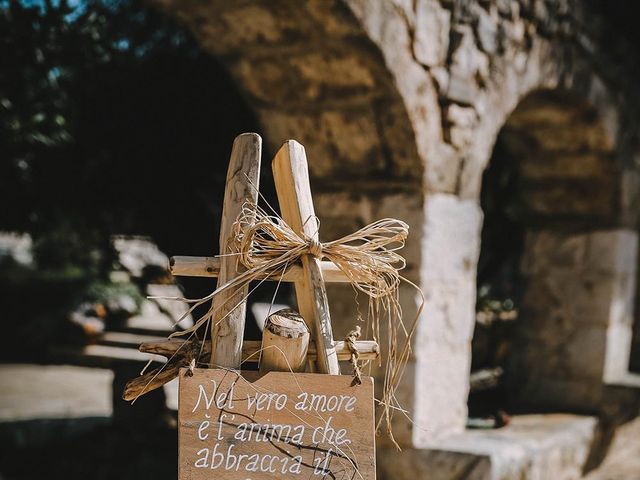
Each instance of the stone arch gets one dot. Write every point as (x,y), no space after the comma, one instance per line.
(408,97)
(564,218)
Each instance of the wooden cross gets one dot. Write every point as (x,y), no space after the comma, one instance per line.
(291,176)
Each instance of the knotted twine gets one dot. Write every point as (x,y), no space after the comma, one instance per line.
(266,246)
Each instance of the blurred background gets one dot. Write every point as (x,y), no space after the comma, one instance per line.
(504,132)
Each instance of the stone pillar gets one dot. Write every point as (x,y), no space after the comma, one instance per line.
(450,248)
(576,319)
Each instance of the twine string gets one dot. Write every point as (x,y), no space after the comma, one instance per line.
(264,245)
(350,340)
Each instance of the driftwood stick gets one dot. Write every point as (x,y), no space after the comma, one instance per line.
(291,176)
(153,379)
(285,341)
(227,325)
(184,266)
(368,349)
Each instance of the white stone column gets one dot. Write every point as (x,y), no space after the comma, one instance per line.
(450,249)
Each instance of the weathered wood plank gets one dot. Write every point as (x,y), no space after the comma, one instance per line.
(185,266)
(291,176)
(368,349)
(263,426)
(227,326)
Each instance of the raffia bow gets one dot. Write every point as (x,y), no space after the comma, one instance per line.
(266,246)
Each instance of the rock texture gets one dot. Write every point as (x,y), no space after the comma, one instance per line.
(399,104)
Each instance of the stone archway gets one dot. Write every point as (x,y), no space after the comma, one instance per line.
(408,98)
(577,271)
(311,72)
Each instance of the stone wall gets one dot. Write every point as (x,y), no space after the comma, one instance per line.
(399,103)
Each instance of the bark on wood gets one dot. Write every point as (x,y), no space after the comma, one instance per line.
(285,342)
(227,326)
(368,349)
(291,176)
(183,352)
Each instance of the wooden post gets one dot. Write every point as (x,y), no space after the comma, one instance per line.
(227,326)
(291,176)
(285,341)
(183,266)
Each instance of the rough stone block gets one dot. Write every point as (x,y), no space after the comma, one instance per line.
(431,36)
(612,251)
(441,388)
(451,238)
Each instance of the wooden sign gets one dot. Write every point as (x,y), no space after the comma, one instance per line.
(275,425)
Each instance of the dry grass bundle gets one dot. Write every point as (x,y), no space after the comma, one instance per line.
(264,245)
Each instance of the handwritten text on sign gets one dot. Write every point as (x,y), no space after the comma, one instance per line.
(276,425)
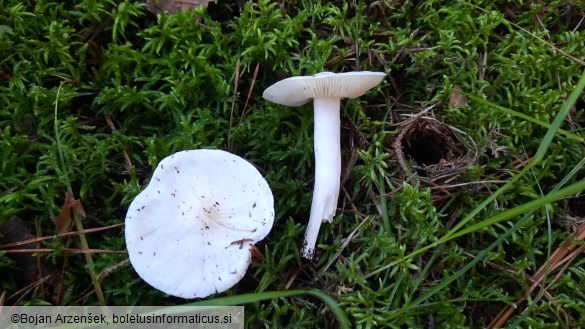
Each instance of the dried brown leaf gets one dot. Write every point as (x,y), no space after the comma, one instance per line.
(63,220)
(173,6)
(457,98)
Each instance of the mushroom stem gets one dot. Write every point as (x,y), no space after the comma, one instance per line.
(327,169)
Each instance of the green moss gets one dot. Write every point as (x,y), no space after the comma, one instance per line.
(166,83)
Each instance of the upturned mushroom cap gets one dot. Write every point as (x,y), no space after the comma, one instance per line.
(296,91)
(189,232)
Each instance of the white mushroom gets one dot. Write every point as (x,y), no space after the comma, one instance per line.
(189,232)
(326,89)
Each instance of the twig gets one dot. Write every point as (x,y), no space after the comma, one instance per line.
(236,81)
(250,92)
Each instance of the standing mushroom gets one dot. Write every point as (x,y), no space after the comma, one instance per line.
(326,89)
(189,232)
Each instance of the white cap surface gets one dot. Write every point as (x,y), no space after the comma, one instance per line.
(296,91)
(189,232)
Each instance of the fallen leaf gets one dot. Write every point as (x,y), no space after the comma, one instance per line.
(457,98)
(173,6)
(63,220)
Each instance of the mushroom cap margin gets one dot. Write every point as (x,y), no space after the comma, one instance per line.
(297,91)
(188,233)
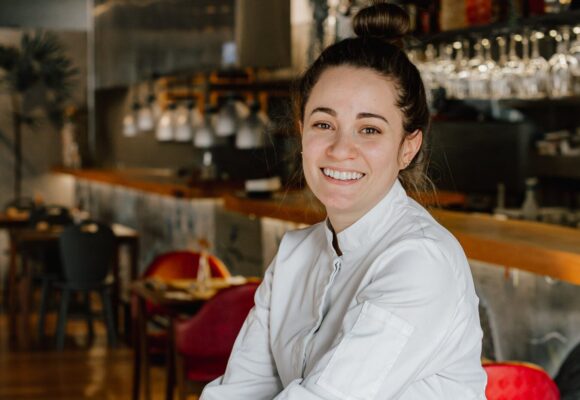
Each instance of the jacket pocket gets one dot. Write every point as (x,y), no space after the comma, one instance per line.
(366,354)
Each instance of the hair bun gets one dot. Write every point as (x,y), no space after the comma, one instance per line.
(385,21)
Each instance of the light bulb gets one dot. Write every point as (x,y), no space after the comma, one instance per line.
(166,125)
(226,122)
(183,129)
(145,120)
(204,135)
(130,128)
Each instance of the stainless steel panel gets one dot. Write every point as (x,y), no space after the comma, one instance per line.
(133,39)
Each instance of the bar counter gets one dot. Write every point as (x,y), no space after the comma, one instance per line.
(540,248)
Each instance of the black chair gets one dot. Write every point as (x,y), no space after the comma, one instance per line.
(47,258)
(21,204)
(51,215)
(87,252)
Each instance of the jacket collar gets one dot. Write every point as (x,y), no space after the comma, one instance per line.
(372,225)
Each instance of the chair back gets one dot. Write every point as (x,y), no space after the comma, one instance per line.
(87,252)
(21,204)
(512,381)
(183,265)
(206,340)
(51,215)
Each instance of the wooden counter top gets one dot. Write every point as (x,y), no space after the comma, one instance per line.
(531,246)
(536,247)
(162,184)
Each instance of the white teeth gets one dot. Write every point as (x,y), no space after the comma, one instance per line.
(342,176)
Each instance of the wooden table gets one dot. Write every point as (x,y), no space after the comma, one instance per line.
(13,220)
(146,292)
(25,239)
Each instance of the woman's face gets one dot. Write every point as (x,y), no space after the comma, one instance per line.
(351,142)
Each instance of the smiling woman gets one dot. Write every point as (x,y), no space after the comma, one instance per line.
(353,142)
(377,302)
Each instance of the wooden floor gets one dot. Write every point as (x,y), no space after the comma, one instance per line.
(82,371)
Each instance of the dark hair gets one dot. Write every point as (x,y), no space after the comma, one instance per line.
(380,30)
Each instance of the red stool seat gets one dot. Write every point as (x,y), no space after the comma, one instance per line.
(515,381)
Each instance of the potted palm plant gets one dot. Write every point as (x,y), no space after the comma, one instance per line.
(39,77)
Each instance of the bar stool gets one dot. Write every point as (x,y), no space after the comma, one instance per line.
(87,252)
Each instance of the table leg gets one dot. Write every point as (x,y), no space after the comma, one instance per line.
(12,291)
(25,289)
(138,332)
(170,381)
(116,288)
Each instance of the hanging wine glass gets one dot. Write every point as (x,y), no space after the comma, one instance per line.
(252,129)
(499,84)
(130,128)
(183,128)
(459,78)
(514,68)
(562,66)
(537,70)
(205,136)
(444,66)
(165,130)
(575,52)
(146,118)
(227,118)
(427,70)
(478,74)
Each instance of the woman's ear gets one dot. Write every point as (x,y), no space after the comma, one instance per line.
(410,148)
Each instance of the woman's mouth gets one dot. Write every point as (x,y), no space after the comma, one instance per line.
(342,175)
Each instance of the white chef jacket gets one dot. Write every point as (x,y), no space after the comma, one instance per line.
(394,317)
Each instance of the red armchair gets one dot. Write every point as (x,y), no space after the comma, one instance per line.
(167,266)
(519,381)
(204,342)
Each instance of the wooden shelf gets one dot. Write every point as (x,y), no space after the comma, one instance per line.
(530,246)
(557,166)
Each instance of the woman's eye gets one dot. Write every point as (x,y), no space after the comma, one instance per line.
(322,125)
(370,131)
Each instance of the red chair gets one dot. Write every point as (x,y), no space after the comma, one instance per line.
(203,343)
(167,266)
(519,381)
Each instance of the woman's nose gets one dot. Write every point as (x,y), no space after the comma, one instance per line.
(343,146)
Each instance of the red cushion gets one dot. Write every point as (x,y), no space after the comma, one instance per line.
(508,381)
(206,340)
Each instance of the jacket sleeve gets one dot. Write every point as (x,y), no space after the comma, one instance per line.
(390,338)
(251,372)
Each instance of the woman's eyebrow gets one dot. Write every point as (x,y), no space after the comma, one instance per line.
(324,110)
(371,115)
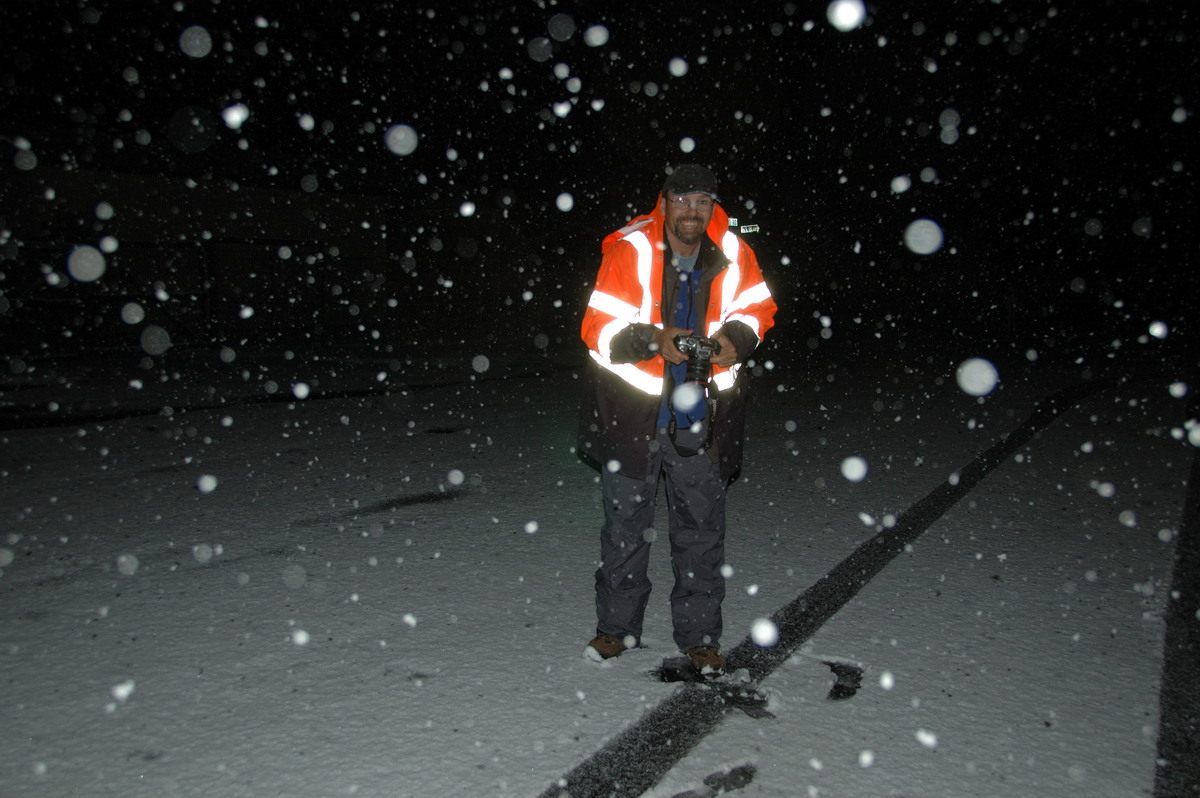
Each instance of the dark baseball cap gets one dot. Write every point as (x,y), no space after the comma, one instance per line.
(690,179)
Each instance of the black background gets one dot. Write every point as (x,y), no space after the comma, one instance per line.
(1067,201)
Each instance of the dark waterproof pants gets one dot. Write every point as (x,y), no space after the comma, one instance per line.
(696,526)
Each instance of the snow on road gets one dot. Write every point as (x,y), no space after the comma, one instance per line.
(389,595)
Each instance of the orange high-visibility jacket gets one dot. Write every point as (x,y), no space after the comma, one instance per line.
(625,382)
(629,291)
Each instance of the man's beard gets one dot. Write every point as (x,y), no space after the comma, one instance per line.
(689,238)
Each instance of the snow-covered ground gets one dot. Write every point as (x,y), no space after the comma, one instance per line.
(389,593)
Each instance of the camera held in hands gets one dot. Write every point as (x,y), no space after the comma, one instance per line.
(700,352)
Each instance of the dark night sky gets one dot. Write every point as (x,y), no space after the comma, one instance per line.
(1073,160)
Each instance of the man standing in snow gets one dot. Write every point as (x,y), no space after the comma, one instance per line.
(676,271)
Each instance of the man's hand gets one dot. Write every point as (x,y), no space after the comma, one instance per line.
(664,340)
(729,354)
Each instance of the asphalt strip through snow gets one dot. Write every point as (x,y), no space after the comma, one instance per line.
(636,759)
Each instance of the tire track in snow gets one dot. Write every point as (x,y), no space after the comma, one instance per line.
(1177,767)
(636,759)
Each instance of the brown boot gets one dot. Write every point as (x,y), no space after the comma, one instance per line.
(604,647)
(707,659)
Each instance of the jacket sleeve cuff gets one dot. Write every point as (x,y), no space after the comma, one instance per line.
(743,337)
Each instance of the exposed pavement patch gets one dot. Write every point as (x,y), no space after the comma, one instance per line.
(636,759)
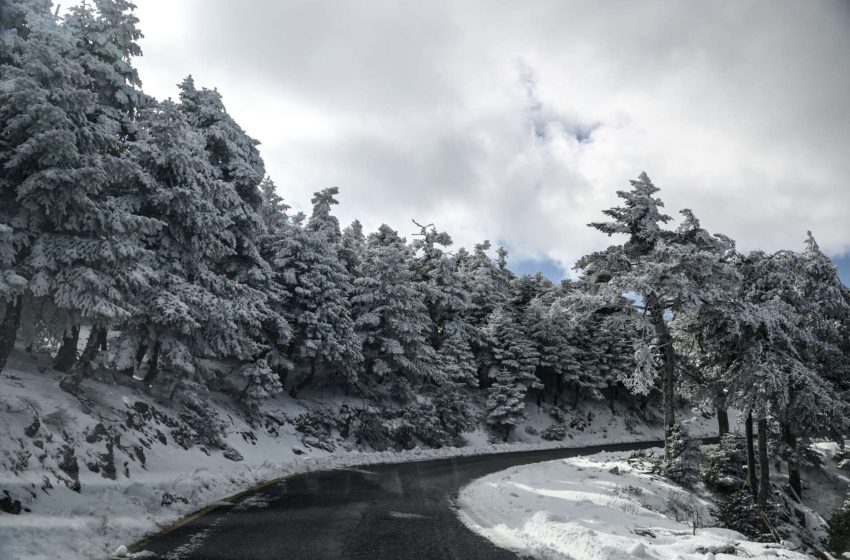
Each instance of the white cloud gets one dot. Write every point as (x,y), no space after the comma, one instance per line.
(517,121)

**The task:**
Find the line containing "Each instance of the snow-covered" in the listing above. Please restate word for word that line through the last one, leaving out the pictures.

**Solved problem:**
Each instance of the snow-covered ground gets one dot. Write every point as (x,y), no space after the comma, one instance per line.
(389,593)
Each instance of the camera held in hands gets one dot. Write every point as (x,y), no space after the comma, one instance per line.
(700,352)
Each instance of the dark night sky gets one dot. Write every point as (x,y), no space after the comma, one instance per line.
(1073,160)
Each instance of the man standing in snow gets one dot. Write every point as (x,y), no space after the comma, one instance per line.
(676,271)
Each instance of the man's hand gets one dot. Write every point as (x,y), no space after the comma, one instance per line.
(664,340)
(729,354)
Each instance of the asphalt strip through snow gets one dot. Write every point as (x,y), no space after the comma, one instance per line.
(636,759)
Each instance of the tire track in snow gets one dot. Write every point as (x,y), no space after the comma, one instance per line.
(1177,767)
(636,759)
Each instance of the brown boot gets one dot. Write every point as (x,y), no space after the comma, one instance per line.
(604,647)
(707,659)
Each instance of the jacket sleeve cuff gets one dot. Write every point as (x,y), no space after the comma, one instance per line.
(743,337)
Each instance of the exposed pavement patch gets one dot. Write every point as (x,y), no space after the comma, one instance per line.
(636,759)
Each instance of the white cloud gets one dot. Write every point as (x,y), no space after the comma, one instance per line.
(517,121)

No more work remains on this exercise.